===== Input material =====

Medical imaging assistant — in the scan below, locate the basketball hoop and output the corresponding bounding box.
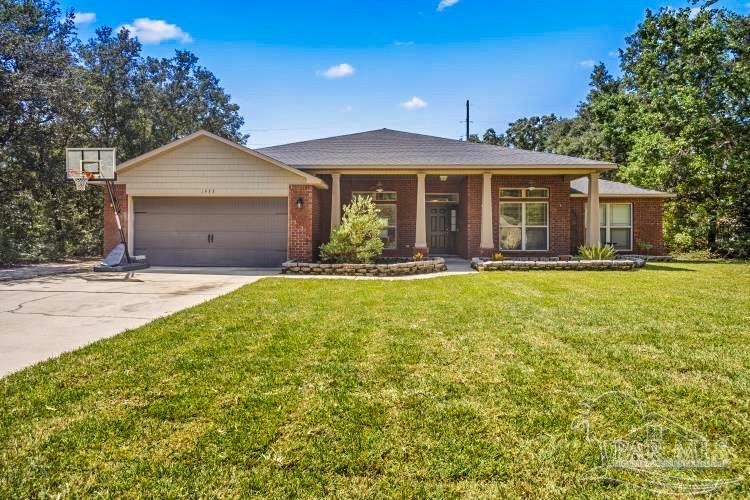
[68,170,92,191]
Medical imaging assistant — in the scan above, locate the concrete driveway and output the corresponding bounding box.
[0,268,277,378]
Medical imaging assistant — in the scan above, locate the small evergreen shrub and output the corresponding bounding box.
[320,196,387,263]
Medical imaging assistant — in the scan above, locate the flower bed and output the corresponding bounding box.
[471,257,636,271]
[282,257,447,276]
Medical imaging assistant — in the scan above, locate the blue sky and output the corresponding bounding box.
[64,0,748,147]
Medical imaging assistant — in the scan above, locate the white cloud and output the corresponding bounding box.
[318,63,356,79]
[689,7,701,19]
[73,12,96,24]
[340,105,353,112]
[579,59,596,68]
[400,96,428,110]
[394,41,415,47]
[437,0,460,11]
[118,18,193,44]
[608,50,619,58]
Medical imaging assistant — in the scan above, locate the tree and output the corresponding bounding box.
[320,196,387,263]
[0,0,249,264]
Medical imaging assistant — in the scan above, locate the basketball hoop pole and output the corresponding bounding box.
[104,179,132,264]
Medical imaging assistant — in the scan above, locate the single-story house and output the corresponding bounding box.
[104,129,673,266]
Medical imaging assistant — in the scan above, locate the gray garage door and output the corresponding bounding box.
[134,197,287,267]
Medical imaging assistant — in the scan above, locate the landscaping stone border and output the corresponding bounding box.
[617,254,673,262]
[471,257,636,271]
[282,258,447,276]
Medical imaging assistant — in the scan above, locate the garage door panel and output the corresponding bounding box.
[134,197,288,267]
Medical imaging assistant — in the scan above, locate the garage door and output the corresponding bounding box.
[134,197,287,267]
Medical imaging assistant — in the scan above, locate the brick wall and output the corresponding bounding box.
[103,184,128,256]
[570,197,665,255]
[288,184,316,261]
[490,175,573,257]
[338,176,418,257]
[463,175,483,258]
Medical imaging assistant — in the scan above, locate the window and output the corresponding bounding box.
[352,191,397,249]
[499,187,549,199]
[499,201,548,251]
[586,203,632,251]
[426,193,459,203]
[352,191,396,201]
[376,204,397,249]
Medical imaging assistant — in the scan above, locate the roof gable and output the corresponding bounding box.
[258,128,616,169]
[116,130,325,187]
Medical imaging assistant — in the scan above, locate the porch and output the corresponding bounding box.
[315,171,604,259]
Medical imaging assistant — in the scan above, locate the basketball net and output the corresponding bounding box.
[68,170,91,191]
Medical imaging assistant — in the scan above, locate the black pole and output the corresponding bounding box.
[465,99,470,140]
[105,179,132,264]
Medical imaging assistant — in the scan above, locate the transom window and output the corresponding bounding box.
[499,201,549,251]
[500,187,549,199]
[587,203,632,251]
[352,191,397,249]
[352,191,396,201]
[426,193,459,203]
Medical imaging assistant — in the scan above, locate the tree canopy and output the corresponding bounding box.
[474,2,749,256]
[0,0,247,264]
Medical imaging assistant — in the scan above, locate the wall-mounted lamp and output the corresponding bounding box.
[439,175,448,181]
[374,181,385,193]
[295,197,304,209]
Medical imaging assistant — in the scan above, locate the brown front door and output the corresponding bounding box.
[428,205,457,254]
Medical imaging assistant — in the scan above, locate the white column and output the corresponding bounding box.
[587,172,601,246]
[480,172,494,250]
[127,195,134,255]
[330,173,341,230]
[415,173,427,249]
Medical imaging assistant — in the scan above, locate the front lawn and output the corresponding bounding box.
[1,263,749,497]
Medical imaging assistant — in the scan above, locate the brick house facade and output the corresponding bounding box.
[102,129,671,266]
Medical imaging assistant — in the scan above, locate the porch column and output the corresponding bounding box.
[330,173,341,230]
[415,172,428,252]
[480,172,494,253]
[586,172,601,246]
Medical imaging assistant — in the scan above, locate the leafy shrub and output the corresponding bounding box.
[414,251,424,261]
[492,251,505,261]
[670,232,694,252]
[577,244,616,260]
[319,196,387,263]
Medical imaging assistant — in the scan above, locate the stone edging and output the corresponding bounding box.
[617,254,673,262]
[0,260,98,282]
[282,258,447,276]
[471,257,636,271]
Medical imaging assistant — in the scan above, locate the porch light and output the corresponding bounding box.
[439,175,448,181]
[295,197,304,209]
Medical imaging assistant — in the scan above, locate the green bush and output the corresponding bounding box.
[319,196,387,263]
[577,244,616,260]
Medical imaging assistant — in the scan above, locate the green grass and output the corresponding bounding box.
[1,263,749,497]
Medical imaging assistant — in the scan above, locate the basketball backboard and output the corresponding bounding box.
[65,148,116,181]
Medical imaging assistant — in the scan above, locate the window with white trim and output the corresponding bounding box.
[352,192,397,249]
[499,202,549,251]
[586,203,632,251]
[499,187,549,199]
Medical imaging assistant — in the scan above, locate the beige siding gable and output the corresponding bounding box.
[119,136,309,196]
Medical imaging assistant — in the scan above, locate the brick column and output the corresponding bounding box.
[103,184,128,256]
[288,184,315,261]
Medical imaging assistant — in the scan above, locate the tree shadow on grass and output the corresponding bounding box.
[641,263,696,272]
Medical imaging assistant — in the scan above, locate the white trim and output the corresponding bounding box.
[127,195,134,255]
[499,201,550,252]
[116,130,327,189]
[124,190,290,198]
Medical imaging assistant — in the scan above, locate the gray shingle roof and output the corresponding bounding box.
[570,177,673,197]
[258,128,614,168]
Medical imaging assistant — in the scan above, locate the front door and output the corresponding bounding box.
[427,205,457,254]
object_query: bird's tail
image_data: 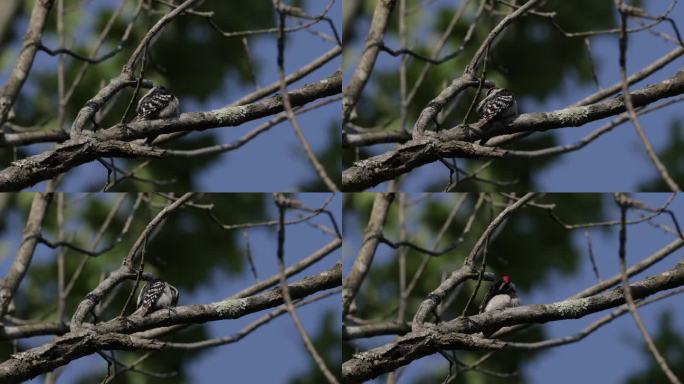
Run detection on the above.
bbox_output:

=====

_Directions_: For your answer, write out the data exactly and drop every picture.

_Written reply_:
Medical imaging assistant — in the scan below, locate the basketball hoop and output the corresponding bounding box.
[68,170,92,191]
Medical imaging assistant — in the scan above, locate the concrete driveway and output the corresponding bounding box.
[0,268,277,378]
Medical imaging assistant — in the scan above, locate the small evergreen shrub and output the corresponding bounding box.
[320,196,387,263]
Medical imaging assistant — in the scan above, locate the flower bed and output the corresponding bounding box.
[471,257,636,271]
[282,257,447,276]
Medical imaging assistant — in the scan above, locate the blue sky and output the corresponding bounding box.
[64,0,748,147]
Medical imaging assistant — in the scan above, locate the white cloud and output the corresponding bounding box.
[318,63,356,79]
[689,7,701,19]
[73,12,96,24]
[340,105,353,112]
[579,59,596,68]
[400,96,428,110]
[394,41,415,47]
[437,0,460,11]
[118,18,193,44]
[608,50,619,58]
Medical imaging assistant — in the scan above, locate the tree and output the corresponding bounding box.
[320,196,387,263]
[0,0,249,264]
Medical imaging assistant — in the scan above, locate the basketball hoop pole and output the corresponding bounding box.
[104,179,132,264]
Medical imaging assistant — in the scan above, locate the single-story house and output the corresponding bounding box.
[104,129,673,266]
Medical imaging assistant — in the scan above, locate the gray garage door and output the corresponding bounding box.
[134,197,287,267]
Medical imaging assistant — in the scan above, locate the landscaping stone border and output the corresponding bounding box.
[617,254,673,262]
[471,257,636,271]
[282,258,447,276]
Medical imaging assistant — in the scan above, locate the garage door panel and output the corresponding bounding box.
[134,197,288,267]
Medical imaging assistant — in the scan above, locate the garage door and output the corresponding bounding box.
[134,197,287,267]
Medical imaging assistant — in the scan above, locate the brick wall and output the corresponding bounding box.
[103,184,128,256]
[570,197,665,255]
[288,184,316,261]
[490,175,573,257]
[338,176,418,257]
[463,175,483,258]
Medical imaging assistant — in the scan above, locate the window and output the corresponding bounding box.
[352,191,397,249]
[499,187,549,199]
[499,201,548,251]
[586,203,632,251]
[426,193,459,203]
[352,191,396,201]
[376,204,397,249]
Medical imaging assistant — in the scan above, locate the roof gable and output the corresponding bounding box.
[258,128,616,169]
[116,130,325,187]
Medical imaging assistant — in the scan above, locate the porch and output the corresponding bounding box.
[315,171,604,259]
Medical imaging assistant — in the scan above, locate the basketball net and output the corresponding bounding box.
[68,170,91,191]
Medical imaging assistant — in the scan above, locate the black pole and output the corresponding bounding box.
[465,99,470,140]
[105,179,132,264]
Medical imaging assistant — in the scan above, locate the transom window and output the corresponding bounding box.
[499,201,549,251]
[500,187,549,199]
[587,203,632,251]
[352,191,397,249]
[352,191,396,201]
[426,193,459,203]
Medical imaging assistant — in the scan above, locate the tree canopy and output the corresponding bounding box.
[474,2,749,256]
[0,0,247,264]
Medical imaging assistant — in the scan above, locate the wall-mounted lamp and output the corresponding bounding box.
[439,175,448,181]
[374,181,385,193]
[295,197,304,209]
Medical imaging assistant — in the scan above, locate the brown front door and output the corresponding bounding box.
[428,205,457,254]
Medical imaging assistant — in the scan above, locate the white column and output the corresponding bounding box.
[587,172,601,246]
[480,172,494,250]
[127,195,134,255]
[330,173,341,230]
[415,173,427,249]
Medical imaging assistant — in the scan above, locate the front lawn and output the corresponding bounding box.
[1,263,749,497]
Medical imaging assistant — in the scan above, locate the brick house facade and output the corresponding bounding box.
[102,129,671,266]
Medical imaging assistant — in the scan above, locate the porch column and output the corresponding bounding box.
[330,173,341,230]
[415,172,428,252]
[480,172,494,253]
[586,172,601,246]
Medical imaging assistant — in the scan above, locate the leafy shrub and output the corresponding bounding box.
[414,251,424,261]
[492,251,505,261]
[670,232,694,252]
[577,244,616,260]
[319,196,387,263]
Medical imaging assistant — in the scan above, locate the stone edging and output the corresponding bounding box.
[617,254,673,262]
[0,260,98,282]
[282,258,447,276]
[471,257,636,271]
Medical imaging assistant — in the scan above, locate the porch light and output the corresponding bounding box.
[439,175,448,181]
[295,197,304,209]
Medical imaging assistant — in the scan above, locate the green bush and output the corresponding bounding box.
[319,196,387,263]
[577,244,616,260]
Medical imaging assistant — in the scan above, locate the green grass and output the corresponding bounding box.
[1,263,749,497]
Medical imaging assistant — in the scan above, locate the basketball backboard and output the corresponding bounding box.
[65,148,116,181]
Medical imaging assistant — in the scan above, locate the window with white trim and output the corresponding bounding box.
[352,192,397,249]
[499,202,549,251]
[586,203,632,251]
[499,187,549,199]
Medical imaging assistant — in the scan above, locate the beige siding gable and output the corresponding bounding box.
[119,136,309,196]
Medical imaging assistant — in the scan above, locate the brick column and output the corresponding bounding box.
[103,184,128,256]
[288,184,315,261]
Medical imaging assistant — in the scan above, locate the tree shadow on grass and output the corresponding bounding box.
[641,263,696,272]
Medical imaging assistant — in the scan above, locate the white trim and output the corresponding bounding box.
[127,195,134,255]
[499,201,550,252]
[116,130,327,189]
[124,190,290,198]
Medical imaging assistant — in the scan above, locate the gray shingle roof and output the corresponding bounding box.
[570,177,673,197]
[258,128,614,168]
Medical imaging assistant — in the scan above, locate the front door and output the corresponding bounding box.
[427,205,457,254]
object_query: bird's tail
image_data: 
Run detection on the above.
bbox_output:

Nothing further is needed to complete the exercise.